I looked it up. In a down moment, I picked up my Kindle and looked up the diagnosis of “schizoid affective disorder, bi-polar type.”
This thing is no joke. Frankly it was more than a little intimidating, daunting, sobering — all of the words apply.
I had to concede that I had the list of symptoms supplied. I went on to read that it is an illness shared by only three to five people in a thousand. That is 0.3 percent.
I was hoping for some tips on how to deal with it, but all they had was a list of medications and the idea that the symptoms can be controlled in psychotherapy.
Nothing revolutionary there.
It was a little tough to see myself classified in such a manner. To know that I am a member of such a select group, a group about which, by the way, relatively little seems to be known.
But I stepped back and looked for a way out of the hole. Yes, I am a schizoid affective bi-polar type. I trust the man who made the diagnosis. But I am also a member of some other clubs, some other classifications. I am a master of arts, two times over.

▸ Records provided:
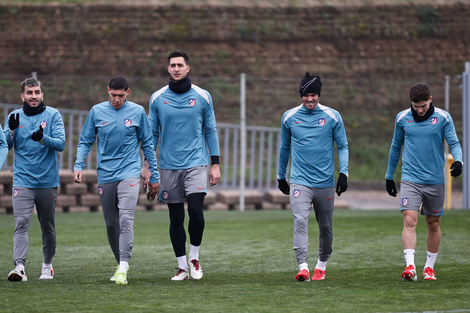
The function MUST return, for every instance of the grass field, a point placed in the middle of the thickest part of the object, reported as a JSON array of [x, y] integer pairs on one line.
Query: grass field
[[248, 263]]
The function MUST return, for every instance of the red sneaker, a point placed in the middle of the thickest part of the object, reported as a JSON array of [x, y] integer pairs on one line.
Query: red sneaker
[[409, 273], [318, 274], [303, 275], [429, 274]]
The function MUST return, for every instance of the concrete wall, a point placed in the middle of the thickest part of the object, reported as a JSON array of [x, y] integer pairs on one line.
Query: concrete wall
[[94, 39]]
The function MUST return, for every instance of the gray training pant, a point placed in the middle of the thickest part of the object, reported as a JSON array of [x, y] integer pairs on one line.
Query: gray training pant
[[301, 199], [23, 200], [119, 200]]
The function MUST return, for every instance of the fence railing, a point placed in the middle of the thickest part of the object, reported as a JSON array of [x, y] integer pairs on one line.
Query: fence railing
[[262, 150]]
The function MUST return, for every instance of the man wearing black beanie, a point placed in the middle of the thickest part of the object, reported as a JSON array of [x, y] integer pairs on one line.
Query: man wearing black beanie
[[308, 133]]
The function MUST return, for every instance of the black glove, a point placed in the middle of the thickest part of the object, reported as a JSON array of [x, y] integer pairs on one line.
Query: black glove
[[37, 136], [390, 187], [283, 186], [456, 169], [14, 121], [342, 184]]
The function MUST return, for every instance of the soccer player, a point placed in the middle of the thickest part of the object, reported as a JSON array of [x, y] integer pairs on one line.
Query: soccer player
[[421, 129], [181, 115], [3, 148], [308, 133], [121, 126], [36, 132]]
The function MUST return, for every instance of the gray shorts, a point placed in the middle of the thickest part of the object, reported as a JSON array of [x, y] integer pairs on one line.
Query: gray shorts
[[431, 197], [175, 185]]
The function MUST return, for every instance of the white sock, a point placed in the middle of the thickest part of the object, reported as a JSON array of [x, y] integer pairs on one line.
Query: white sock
[[303, 266], [182, 263], [409, 257], [123, 266], [430, 260], [321, 265], [193, 252]]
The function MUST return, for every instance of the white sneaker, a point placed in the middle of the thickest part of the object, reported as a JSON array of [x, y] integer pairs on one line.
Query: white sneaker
[[18, 274], [113, 278], [47, 272], [196, 270], [182, 274]]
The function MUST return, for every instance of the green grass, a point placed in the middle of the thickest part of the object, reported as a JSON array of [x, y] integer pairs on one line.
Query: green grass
[[249, 266]]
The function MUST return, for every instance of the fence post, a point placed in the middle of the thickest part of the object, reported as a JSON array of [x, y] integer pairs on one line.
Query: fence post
[[447, 199], [242, 140]]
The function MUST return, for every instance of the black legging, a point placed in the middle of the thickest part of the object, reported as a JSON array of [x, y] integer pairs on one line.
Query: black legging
[[195, 226]]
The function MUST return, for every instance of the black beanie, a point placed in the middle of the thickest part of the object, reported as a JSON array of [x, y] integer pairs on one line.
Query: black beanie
[[310, 84]]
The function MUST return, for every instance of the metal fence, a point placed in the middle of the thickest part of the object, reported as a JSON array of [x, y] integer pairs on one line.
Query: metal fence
[[262, 152]]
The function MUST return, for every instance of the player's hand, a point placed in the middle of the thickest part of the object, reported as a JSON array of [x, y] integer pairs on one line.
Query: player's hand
[[456, 169], [77, 176], [214, 174], [390, 187], [37, 136], [342, 184], [283, 186], [145, 175], [152, 191], [14, 121]]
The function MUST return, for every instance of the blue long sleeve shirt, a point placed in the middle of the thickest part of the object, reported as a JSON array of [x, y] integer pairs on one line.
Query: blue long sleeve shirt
[[36, 162], [119, 133], [185, 124], [423, 152], [309, 135], [3, 149]]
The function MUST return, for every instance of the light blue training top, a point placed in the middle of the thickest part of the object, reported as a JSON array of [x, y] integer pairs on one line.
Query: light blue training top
[[3, 148], [36, 162], [119, 132], [185, 124], [310, 136], [423, 152]]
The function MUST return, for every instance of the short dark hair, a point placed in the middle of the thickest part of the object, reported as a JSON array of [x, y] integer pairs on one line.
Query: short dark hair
[[420, 92], [118, 82], [179, 53], [30, 82]]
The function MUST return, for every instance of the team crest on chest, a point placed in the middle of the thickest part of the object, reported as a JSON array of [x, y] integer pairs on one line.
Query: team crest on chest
[[165, 194]]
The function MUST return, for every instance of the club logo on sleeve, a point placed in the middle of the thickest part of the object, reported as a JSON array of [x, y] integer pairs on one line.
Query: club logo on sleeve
[[405, 201], [165, 194]]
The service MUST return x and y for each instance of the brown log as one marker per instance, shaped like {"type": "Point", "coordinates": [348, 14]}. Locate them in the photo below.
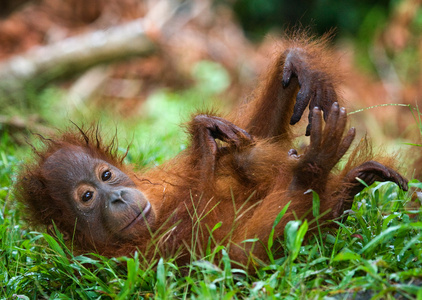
{"type": "Point", "coordinates": [72, 55]}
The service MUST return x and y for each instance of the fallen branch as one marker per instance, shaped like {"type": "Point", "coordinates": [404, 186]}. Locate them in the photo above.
{"type": "Point", "coordinates": [72, 55]}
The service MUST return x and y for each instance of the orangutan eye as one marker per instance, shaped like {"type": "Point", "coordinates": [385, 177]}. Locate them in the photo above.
{"type": "Point", "coordinates": [106, 175]}
{"type": "Point", "coordinates": [87, 196]}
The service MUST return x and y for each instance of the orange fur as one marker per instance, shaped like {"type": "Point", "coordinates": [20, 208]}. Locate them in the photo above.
{"type": "Point", "coordinates": [243, 184]}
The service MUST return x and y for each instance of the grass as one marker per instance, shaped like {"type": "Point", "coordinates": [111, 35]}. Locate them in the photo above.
{"type": "Point", "coordinates": [376, 252]}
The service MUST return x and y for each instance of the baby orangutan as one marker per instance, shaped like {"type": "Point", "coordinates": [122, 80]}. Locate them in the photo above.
{"type": "Point", "coordinates": [243, 180]}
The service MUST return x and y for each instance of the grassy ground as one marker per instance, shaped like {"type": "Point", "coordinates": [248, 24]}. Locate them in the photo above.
{"type": "Point", "coordinates": [376, 253]}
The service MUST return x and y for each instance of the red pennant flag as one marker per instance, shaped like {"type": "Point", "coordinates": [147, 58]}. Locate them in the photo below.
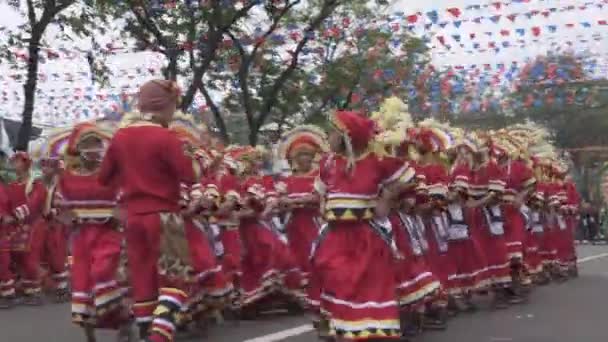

▸ Activity 1: According to the passage about the "schizoid affective disorder, bi-polar type" diagnosis, how many people in a thousand share this illness?
▸ Activity 2: Write the next part of the passage about the "schizoid affective disorder, bi-polar type" diagnosis, starting after its last sentence.

▸ Output 1: Three to five people in a thousand share it.

▸ Output 2:
How does that define me? The same Jewish psychiatrist who made the diagnosis, a man with close to 60 years of practice, stated, “You’re a mensch, and you got there the hard way!”
Again, offering a definition.
Don’t get me wrong, I’m not discounting the medical diagnosis.
If it can help me to better understand myself and provide insight on better ways of living, I’m all for embracing it. I would hate to think, however, that it might become limiting.
It is not the whole story. It is one part of it. Not to be run from, but neither to become all encompassing.